** start Provided records **
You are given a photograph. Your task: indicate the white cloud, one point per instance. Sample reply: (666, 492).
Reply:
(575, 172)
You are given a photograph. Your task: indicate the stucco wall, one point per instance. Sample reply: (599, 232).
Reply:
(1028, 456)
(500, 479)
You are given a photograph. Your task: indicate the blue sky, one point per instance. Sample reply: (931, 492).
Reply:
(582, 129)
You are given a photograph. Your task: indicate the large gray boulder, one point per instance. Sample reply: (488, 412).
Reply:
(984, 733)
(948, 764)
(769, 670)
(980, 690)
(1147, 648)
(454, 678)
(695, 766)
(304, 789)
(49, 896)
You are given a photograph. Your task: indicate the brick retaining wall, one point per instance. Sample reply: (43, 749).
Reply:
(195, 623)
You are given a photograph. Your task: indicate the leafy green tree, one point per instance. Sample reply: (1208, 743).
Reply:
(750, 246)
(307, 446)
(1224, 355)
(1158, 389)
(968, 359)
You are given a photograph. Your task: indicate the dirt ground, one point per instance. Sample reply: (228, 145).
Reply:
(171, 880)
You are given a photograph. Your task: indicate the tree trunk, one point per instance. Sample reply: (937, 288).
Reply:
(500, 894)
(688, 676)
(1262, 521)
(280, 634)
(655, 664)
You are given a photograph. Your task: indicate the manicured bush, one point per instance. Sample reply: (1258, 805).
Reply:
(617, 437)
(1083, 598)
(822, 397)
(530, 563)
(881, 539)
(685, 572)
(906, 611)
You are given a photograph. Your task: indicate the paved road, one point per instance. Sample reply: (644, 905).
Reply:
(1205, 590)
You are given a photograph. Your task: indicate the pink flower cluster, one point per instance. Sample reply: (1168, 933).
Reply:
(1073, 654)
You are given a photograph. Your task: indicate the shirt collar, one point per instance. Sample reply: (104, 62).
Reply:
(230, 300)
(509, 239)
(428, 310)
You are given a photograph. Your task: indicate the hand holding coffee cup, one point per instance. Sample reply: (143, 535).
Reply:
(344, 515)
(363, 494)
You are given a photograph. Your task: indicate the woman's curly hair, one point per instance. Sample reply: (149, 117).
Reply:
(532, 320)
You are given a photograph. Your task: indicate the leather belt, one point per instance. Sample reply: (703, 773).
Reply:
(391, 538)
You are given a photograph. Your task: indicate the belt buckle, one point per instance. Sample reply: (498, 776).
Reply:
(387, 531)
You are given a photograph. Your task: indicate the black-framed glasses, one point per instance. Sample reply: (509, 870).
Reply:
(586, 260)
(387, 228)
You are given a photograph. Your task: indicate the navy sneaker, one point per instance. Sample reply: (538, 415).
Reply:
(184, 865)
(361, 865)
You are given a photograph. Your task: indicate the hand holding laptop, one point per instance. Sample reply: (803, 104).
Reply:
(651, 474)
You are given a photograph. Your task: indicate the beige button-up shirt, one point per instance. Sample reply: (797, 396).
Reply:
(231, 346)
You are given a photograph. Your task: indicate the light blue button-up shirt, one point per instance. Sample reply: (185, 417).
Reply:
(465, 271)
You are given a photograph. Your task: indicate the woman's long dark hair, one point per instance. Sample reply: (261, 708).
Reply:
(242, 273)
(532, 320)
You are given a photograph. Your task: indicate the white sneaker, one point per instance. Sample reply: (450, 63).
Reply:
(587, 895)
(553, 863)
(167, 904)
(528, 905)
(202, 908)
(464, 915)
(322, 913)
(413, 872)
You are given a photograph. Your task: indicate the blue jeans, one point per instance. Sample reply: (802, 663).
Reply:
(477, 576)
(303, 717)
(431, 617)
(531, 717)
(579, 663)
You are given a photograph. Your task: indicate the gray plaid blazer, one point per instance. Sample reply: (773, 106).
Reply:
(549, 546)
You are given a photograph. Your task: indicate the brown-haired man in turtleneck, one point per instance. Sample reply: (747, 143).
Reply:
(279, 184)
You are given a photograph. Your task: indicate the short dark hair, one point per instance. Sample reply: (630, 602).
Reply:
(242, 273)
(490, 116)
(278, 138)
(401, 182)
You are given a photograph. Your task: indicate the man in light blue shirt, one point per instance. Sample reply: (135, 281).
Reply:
** end Provided records **
- **Written task**:
Retype the whole listing above line for line, with no changes to wording, numbers or punctuation.

- **Written solution**:
You are given a photograph. Your task: indicate the white cloud, one point per instance. Sample reply: (666, 492).
Reply:
(575, 172)
You are given a photograph. Your task: indicate the stucco wall, one point per instance. Sample reply: (599, 232).
Reply:
(1028, 456)
(500, 479)
You are given a photograph. Your task: indicate the blue sky, one point per instance. Sample reply: (931, 492).
Reply:
(582, 129)
You are given a photograph. Your task: indicate the large gray boulder, one point per instance. Sample reply: (488, 412).
Reply:
(984, 733)
(948, 764)
(769, 670)
(980, 690)
(1147, 648)
(454, 678)
(695, 766)
(304, 789)
(49, 896)
You are given a photograph. Your task: indicate the brick retaining wall, one point per instance. Sample reply: (43, 749).
Reply:
(195, 623)
You are given a photograph. Your task: indicate the leafy green tree, one point per instance. Sample reply: (1208, 743).
Reply:
(750, 246)
(307, 446)
(1224, 355)
(1158, 389)
(968, 359)
You are given a photograph. Your task: indicate the dirt ground, one point per instance. Sample reply: (228, 145).
Reply:
(171, 880)
You are given a photograph. Your task: indicate the tree trunk, one point per instance. Sample reply: (937, 288).
Reply:
(500, 894)
(688, 676)
(1262, 521)
(280, 634)
(655, 664)
You are given a photograph. Your task: indicate the manicured bush, one point per instance. Sample reply: (1258, 805).
Reply:
(617, 437)
(1083, 598)
(822, 397)
(530, 563)
(881, 539)
(685, 572)
(906, 611)
You are given a photograph. Your task: indicate the paved road, one point per instance. Sample reply: (644, 905).
Reply:
(1205, 590)
You are given a photograph. Your task: indicate the pink flower cluster, one point per instance. Sample reply: (1168, 933).
Reply:
(1073, 654)
You are given a photograph. Your task: indicate the shirt collar, one point per instance. Sample reply: (104, 62).
Reply:
(230, 300)
(509, 239)
(428, 310)
You are given a photograph. Your task: indicate the hand holding coffee cup, one point per instance. Sample reply: (143, 535).
Reply:
(344, 515)
(363, 494)
You are given a photograph. Your task: indicate the woman's curly hair, one point per instance. Sample reply: (149, 117).
Reply:
(532, 320)
You are given a photograph. Your task: indicate the leather belt, one point per instance. Sample reply: (703, 773).
Reply:
(391, 538)
You are given a photograph. Your task: indicate the belt buckle, one point per instance. Sample reply: (498, 776).
Reply:
(387, 531)
You are given a photograph. Your task: indicate the black-framed glasses, one point per instance. Sample reply: (509, 870).
Reply:
(586, 260)
(387, 228)
You are given a photograph. Your task: indicate the navy sneaker, one point per instance. Sample reply: (538, 415).
Reply:
(184, 865)
(361, 865)
You are given a photograph. Your task: indicate the hand holding laptop, one point per instance. Sample reply: (803, 104).
Reply:
(651, 474)
You are given a photograph. Your task: indicate the beige button-up shirt, one point per instance. Sample reply: (797, 396).
Reply:
(231, 346)
You are given a photograph. Your task: indicate the light blue button-up shirt, one point per instance. Sample reply: (185, 417).
Reply:
(465, 271)
You are given a photograph. Your task: indicate the woman's long dark hair, one point per instance. Sample reply: (261, 708).
Reply:
(242, 273)
(532, 320)
You are given a photograph. Your task: indicate the white sneaker, one point per instance. Sample reply: (450, 63).
Reply:
(587, 895)
(553, 863)
(167, 904)
(528, 905)
(202, 908)
(464, 915)
(322, 913)
(413, 872)
You are given a photograph. Your task: indicate the blue jeans, one point per instance. Sample reply: (802, 663).
Reply:
(477, 576)
(303, 717)
(431, 617)
(531, 717)
(579, 663)
You are given a photograph. Your task: indicate the gray plaid blazer, one point per instance. Sample reply: (773, 106).
Reply:
(549, 546)
You are given a photograph. Your task: indicate the brown-haired man in turtleneck, one point per instance. Sample reply: (747, 143).
Reply:
(279, 184)
You are given a photograph. Your task: indicate the short dark hair, one point per instance. Sample reply: (630, 602).
Reply:
(242, 273)
(490, 116)
(278, 138)
(401, 182)
You are given a photograph. Your task: indicate the man in light blue shirt, one point per instance. Sample reply: (135, 281).
Reply:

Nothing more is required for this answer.